» **YOUR GOAL**
Copy every entry word for word. Skip the pictures.

» **DATA PROVIDED**
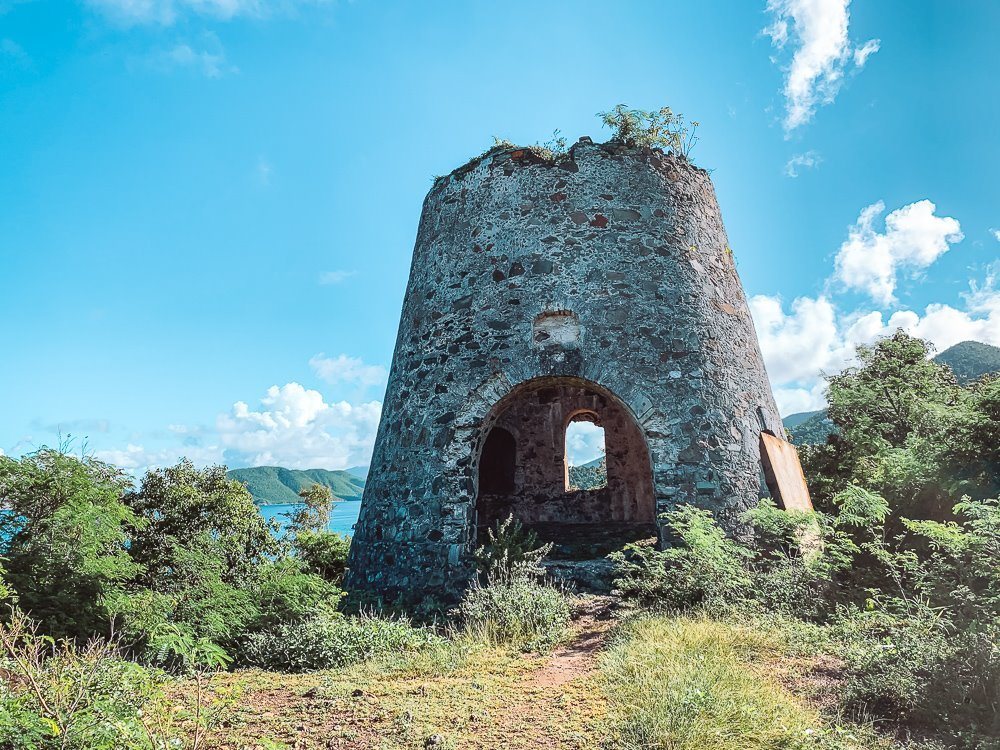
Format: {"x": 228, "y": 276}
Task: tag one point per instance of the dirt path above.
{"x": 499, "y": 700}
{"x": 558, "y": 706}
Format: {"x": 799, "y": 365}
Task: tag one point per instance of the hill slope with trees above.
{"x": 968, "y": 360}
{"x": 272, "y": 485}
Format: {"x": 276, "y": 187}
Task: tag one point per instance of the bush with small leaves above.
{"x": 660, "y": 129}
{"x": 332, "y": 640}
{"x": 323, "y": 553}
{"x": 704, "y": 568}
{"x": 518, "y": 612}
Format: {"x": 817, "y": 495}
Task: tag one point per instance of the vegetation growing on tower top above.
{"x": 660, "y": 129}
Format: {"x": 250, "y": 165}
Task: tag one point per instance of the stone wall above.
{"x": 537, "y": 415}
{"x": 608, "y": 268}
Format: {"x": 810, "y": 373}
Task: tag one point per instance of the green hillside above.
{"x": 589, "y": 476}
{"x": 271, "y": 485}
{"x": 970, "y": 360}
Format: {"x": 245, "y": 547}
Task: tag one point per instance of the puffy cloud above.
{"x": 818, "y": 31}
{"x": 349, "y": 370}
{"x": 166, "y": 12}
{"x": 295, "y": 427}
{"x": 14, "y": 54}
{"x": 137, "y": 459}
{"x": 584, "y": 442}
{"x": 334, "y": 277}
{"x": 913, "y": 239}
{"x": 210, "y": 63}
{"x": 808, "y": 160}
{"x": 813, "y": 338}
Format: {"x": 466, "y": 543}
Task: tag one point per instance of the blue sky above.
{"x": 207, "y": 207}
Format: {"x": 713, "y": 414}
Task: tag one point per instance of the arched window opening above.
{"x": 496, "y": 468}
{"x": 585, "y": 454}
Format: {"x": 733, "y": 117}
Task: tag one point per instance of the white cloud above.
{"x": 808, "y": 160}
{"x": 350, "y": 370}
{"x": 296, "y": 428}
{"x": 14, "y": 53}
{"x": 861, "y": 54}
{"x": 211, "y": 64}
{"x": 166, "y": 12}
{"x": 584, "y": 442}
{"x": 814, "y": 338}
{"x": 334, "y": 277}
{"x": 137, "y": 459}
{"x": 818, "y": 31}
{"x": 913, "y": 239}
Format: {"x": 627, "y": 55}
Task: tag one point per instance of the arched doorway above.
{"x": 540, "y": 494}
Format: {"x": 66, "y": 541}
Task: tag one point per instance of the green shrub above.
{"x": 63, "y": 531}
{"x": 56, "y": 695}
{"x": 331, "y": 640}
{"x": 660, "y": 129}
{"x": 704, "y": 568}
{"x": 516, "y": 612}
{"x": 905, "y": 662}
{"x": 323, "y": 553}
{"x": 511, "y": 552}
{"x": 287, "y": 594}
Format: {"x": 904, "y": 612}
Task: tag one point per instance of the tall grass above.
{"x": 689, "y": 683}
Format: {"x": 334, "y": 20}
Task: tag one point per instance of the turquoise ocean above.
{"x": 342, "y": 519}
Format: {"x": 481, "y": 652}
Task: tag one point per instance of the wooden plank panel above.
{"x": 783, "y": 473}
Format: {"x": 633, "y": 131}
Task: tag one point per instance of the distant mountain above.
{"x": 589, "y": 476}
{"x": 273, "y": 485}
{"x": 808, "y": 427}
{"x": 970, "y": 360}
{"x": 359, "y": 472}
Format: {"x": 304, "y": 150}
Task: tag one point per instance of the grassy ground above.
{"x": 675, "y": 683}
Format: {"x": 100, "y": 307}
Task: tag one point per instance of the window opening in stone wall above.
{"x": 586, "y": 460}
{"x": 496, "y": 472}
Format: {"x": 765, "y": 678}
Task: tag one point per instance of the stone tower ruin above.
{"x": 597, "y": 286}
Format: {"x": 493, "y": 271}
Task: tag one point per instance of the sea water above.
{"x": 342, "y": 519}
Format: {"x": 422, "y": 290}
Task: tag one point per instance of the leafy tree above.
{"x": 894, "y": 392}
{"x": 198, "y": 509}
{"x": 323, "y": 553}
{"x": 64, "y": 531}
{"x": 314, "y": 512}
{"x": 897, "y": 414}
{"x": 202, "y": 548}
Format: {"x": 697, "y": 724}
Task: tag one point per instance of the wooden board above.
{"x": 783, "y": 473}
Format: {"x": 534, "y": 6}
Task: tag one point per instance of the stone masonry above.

» **SOLUTION TO THE EXERCISE**
Format: {"x": 228, "y": 276}
Task: tag one point per instance of the dirt path above.
{"x": 499, "y": 700}
{"x": 558, "y": 706}
Format: {"x": 799, "y": 365}
Task: tag one point per instance of the hill slope with trees above.
{"x": 968, "y": 360}
{"x": 272, "y": 485}
Format: {"x": 276, "y": 187}
Task: tag one point per instance of the bush with small leaves above.
{"x": 660, "y": 129}
{"x": 332, "y": 640}
{"x": 323, "y": 553}
{"x": 704, "y": 568}
{"x": 518, "y": 612}
Format: {"x": 817, "y": 495}
Task: tag one point per instance of the vegetation growing on tower top above.
{"x": 660, "y": 129}
Format: {"x": 250, "y": 165}
Task: tag one point per instance of the stone wall above.
{"x": 537, "y": 415}
{"x": 608, "y": 268}
Format: {"x": 810, "y": 373}
Task: tag one point per instance of the green hillside above.
{"x": 589, "y": 476}
{"x": 271, "y": 485}
{"x": 970, "y": 360}
Format: {"x": 245, "y": 547}
Task: tag one point per instance of the puffy cloud above.
{"x": 818, "y": 31}
{"x": 349, "y": 370}
{"x": 166, "y": 12}
{"x": 295, "y": 427}
{"x": 14, "y": 54}
{"x": 137, "y": 459}
{"x": 584, "y": 442}
{"x": 334, "y": 277}
{"x": 913, "y": 239}
{"x": 210, "y": 63}
{"x": 808, "y": 160}
{"x": 813, "y": 338}
Format: {"x": 466, "y": 543}
Task: tag one point per instance of the blue sky above.
{"x": 207, "y": 207}
Format: {"x": 713, "y": 414}
Task: tag one point per instance of the arched window opening above.
{"x": 496, "y": 468}
{"x": 585, "y": 454}
Format: {"x": 733, "y": 117}
Task: tag one point per instance of the white cloud above.
{"x": 808, "y": 160}
{"x": 350, "y": 370}
{"x": 296, "y": 428}
{"x": 14, "y": 53}
{"x": 861, "y": 54}
{"x": 211, "y": 64}
{"x": 166, "y": 12}
{"x": 584, "y": 442}
{"x": 814, "y": 338}
{"x": 334, "y": 277}
{"x": 137, "y": 459}
{"x": 818, "y": 31}
{"x": 913, "y": 239}
Format: {"x": 627, "y": 55}
Task: tag one point per instance of the arched doorway above.
{"x": 540, "y": 494}
Format: {"x": 66, "y": 541}
Task: tag one point per instance of the green shrub above.
{"x": 63, "y": 531}
{"x": 56, "y": 695}
{"x": 331, "y": 640}
{"x": 660, "y": 129}
{"x": 704, "y": 568}
{"x": 516, "y": 612}
{"x": 905, "y": 662}
{"x": 323, "y": 553}
{"x": 511, "y": 552}
{"x": 287, "y": 594}
Format: {"x": 904, "y": 612}
Task: tag one point per instance of the tall grass above.
{"x": 689, "y": 683}
Format: {"x": 334, "y": 20}
Task: tag one point per instance of the turquoise ocean above.
{"x": 342, "y": 519}
Format: {"x": 481, "y": 652}
Task: tag one point per instance of the wooden plank panel above.
{"x": 783, "y": 473}
Format: {"x": 633, "y": 131}
Task: tag one point per instance of the distant mountain above.
{"x": 589, "y": 476}
{"x": 273, "y": 485}
{"x": 808, "y": 427}
{"x": 970, "y": 360}
{"x": 359, "y": 472}
Format: {"x": 304, "y": 150}
Task: tag one point per instance of the grassy ground above.
{"x": 675, "y": 683}
Format: {"x": 100, "y": 307}
Task: tag one point per instance of the window opening in stone wall above.
{"x": 586, "y": 460}
{"x": 496, "y": 472}
Format: {"x": 765, "y": 678}
Task: tag one point per instance of the stone tower ruin above.
{"x": 597, "y": 286}
Format: {"x": 493, "y": 271}
Task: tag one point per instance of the sea water above.
{"x": 342, "y": 519}
Format: {"x": 422, "y": 290}
Task: tag one point per instance of the leafy tree above.
{"x": 894, "y": 392}
{"x": 198, "y": 509}
{"x": 323, "y": 553}
{"x": 64, "y": 531}
{"x": 314, "y": 512}
{"x": 897, "y": 414}
{"x": 202, "y": 548}
Format: {"x": 697, "y": 724}
Task: tag one point per instance of the wooden board above.
{"x": 783, "y": 473}
Format: {"x": 534, "y": 6}
Task: tag one point per instance of the stone masonry above.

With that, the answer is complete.